• EXERCISES:
• A. For the text on eating healthy on a budget, decide whether each statement agrees with it: (i) only fresh fruit counts toward the fruit group; (ii) MyPlate was created by the United States Department of Agriculture; (iii) shoppers are advised to buy nothing beyond their list. For each, answer yes or no and quote the deciding words of the text.
• B. According to the text on eating healthy on a budget, into which two kinds are grains divided?
• C. Summarize the text on eating healthy on a budget in two sentences.

(EXCERPT PROVIDED begins)

Eating Healthy Doesn’t Have to Be Expensive
Eating a well-balanced diet is a key component of living a long, healthy life. Many Americans think that eating healthy means they have to empty their wallets, which isn’t necessarily the truth. Keep the following money-saving tips in mind next time you’re grocery shopping:
- Make a weekly meal plan. Before you go to the store, think about what meals and snacks you want for the week. Read recipes thoroughly so you can make an accurate list of everything you need, reducing the risk that you’ll have to run back to the store later in the week.
- Create a list—and stick to it. Make a detailed list of what you need to buy before you go to the store. When you get there, don’t buy anything besides what’s on the list.
- Plan where you’re going to shop. Many grocery stores run sales or offer coupons for various healthy foods. Check out the ads and plan your grocery list around what’s on sale.
- Shop seasonally. Fresh fruits and vegetables that are in season are usually easier to get and may be a lot less expensive.
- Cook at home as often as possible. Many foods prepared at home are cheaper and more nutritious. Go back to the basics and find a few simple and healthy recipes that your family enjoys.
Are You Getting the Nutrition You Need?
The United States Department of Agriculture created MyPlate, a symbol for healthy eating that is designed to provide a simple visual reminder to help people make healthy food choices. Listed below are suggestions and guidelines for fulfilling the food groups represented on the plate.
- Fruits—Any fruit or 100% fruit juice counts for this group. Fruits may be fresh, canned, frozen or dried, and may be whole, cut up or pureed.
- Vegetables—Any vegetable or 100% vegetable juice counts for this group.
- Grains—Examples of grains include bread, pasta, oatmeal, breakfast cereals, tortillas and grits. Grains are divided into whole grains and refined grains.
- Protein—All foods made from meat, poultry, seafood, beans, peas, eggs, processed soy products, nuts and seeds are considered protein.
- Dairy—Fluid milk products and many foods made from milk are in this group, such as cheese and yogurt. Choose mostly fat-free or low-fat dairy products.

(EXCERPT PROVIDED ends)
(RECORDS begins)

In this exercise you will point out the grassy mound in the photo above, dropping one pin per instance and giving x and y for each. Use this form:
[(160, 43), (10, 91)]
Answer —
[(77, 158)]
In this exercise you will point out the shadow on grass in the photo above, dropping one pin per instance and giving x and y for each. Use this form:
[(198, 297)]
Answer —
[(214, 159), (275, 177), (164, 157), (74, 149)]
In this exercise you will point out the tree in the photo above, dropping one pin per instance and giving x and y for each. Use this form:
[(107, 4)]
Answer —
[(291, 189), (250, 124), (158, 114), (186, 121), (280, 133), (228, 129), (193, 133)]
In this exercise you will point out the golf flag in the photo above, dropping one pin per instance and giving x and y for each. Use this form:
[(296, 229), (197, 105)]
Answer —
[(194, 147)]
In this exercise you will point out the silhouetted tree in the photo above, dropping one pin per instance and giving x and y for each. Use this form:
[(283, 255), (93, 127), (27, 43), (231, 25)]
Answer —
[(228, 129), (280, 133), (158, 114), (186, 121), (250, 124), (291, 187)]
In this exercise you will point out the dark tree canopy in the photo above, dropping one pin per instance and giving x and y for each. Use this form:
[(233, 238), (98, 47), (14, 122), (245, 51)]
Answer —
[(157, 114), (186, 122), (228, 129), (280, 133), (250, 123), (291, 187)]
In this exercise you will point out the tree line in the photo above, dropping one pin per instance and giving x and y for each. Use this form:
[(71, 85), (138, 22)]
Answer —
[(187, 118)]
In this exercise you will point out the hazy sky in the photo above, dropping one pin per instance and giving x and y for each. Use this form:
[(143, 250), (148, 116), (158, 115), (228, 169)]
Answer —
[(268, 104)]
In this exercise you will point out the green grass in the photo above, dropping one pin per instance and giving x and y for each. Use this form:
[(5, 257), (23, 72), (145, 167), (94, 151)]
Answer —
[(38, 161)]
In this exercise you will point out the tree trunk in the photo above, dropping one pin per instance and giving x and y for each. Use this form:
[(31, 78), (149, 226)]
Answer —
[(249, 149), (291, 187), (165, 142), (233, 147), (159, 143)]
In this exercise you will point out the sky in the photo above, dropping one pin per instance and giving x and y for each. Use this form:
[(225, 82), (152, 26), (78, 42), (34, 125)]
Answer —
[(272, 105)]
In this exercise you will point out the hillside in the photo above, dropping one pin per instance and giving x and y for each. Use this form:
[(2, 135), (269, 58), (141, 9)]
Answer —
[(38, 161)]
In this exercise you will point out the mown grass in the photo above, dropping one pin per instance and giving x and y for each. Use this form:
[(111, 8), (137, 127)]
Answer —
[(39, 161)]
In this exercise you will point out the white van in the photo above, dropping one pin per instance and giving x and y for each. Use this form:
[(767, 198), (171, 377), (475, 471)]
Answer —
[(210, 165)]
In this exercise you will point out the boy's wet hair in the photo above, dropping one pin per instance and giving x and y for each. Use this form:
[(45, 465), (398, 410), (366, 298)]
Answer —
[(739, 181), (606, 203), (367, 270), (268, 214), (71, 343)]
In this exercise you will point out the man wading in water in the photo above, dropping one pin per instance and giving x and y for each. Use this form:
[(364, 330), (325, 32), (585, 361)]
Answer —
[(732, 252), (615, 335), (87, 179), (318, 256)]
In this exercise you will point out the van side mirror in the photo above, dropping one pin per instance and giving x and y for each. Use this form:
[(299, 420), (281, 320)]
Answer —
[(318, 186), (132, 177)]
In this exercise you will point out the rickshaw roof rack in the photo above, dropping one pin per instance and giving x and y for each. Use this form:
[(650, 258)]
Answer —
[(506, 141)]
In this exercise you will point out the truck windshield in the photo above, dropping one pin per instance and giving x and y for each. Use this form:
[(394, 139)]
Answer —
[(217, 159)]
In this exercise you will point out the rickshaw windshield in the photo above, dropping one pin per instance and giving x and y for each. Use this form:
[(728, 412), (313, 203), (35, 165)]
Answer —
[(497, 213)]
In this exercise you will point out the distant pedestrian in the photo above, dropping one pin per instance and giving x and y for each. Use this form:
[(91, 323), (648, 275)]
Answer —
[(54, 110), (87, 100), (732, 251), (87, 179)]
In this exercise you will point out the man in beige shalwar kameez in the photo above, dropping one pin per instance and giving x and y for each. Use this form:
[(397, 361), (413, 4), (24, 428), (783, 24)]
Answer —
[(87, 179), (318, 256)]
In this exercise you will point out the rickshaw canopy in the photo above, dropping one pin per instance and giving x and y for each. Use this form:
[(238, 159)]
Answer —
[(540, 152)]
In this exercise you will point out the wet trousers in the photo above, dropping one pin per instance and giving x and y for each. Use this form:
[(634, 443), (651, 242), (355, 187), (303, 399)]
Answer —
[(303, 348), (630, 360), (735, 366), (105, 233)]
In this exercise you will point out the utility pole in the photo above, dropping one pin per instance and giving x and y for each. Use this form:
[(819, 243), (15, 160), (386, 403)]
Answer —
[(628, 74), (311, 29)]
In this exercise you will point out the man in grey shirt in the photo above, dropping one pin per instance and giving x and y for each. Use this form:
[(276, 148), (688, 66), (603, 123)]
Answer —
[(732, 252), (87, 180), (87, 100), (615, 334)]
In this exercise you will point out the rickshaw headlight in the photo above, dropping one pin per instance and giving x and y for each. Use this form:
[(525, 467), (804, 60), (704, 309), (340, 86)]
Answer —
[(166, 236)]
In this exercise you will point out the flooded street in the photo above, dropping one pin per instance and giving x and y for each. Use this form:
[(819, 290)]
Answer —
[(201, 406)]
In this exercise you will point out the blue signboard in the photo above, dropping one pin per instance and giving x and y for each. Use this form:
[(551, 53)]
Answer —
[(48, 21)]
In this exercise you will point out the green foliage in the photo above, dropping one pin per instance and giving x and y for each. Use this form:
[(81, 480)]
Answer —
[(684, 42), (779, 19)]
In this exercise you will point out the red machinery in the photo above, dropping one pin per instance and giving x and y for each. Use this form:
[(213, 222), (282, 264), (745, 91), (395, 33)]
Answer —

(RECORDS ends)

• PER-TASK OUTPUTS:
• A.
(i) No: "Fruits may be fresh, canned, frozen or dried"
(ii) Yes: "The United States Department of Agriculture created MyPlate"
(iii) Yes: "don’t buy anything besides what’s on the list."

• B. Whole grains and refined grains.

• C. Eating healthy doesn't have to be expensive if shoppers make a weekly meal plan, stick to a list, plan where to shop around sales, shop seasonally, and cook at home as often as possible. The USDA's MyPlate gives guidelines for the fruit, vegetable, grain, protein, and dairy food groups.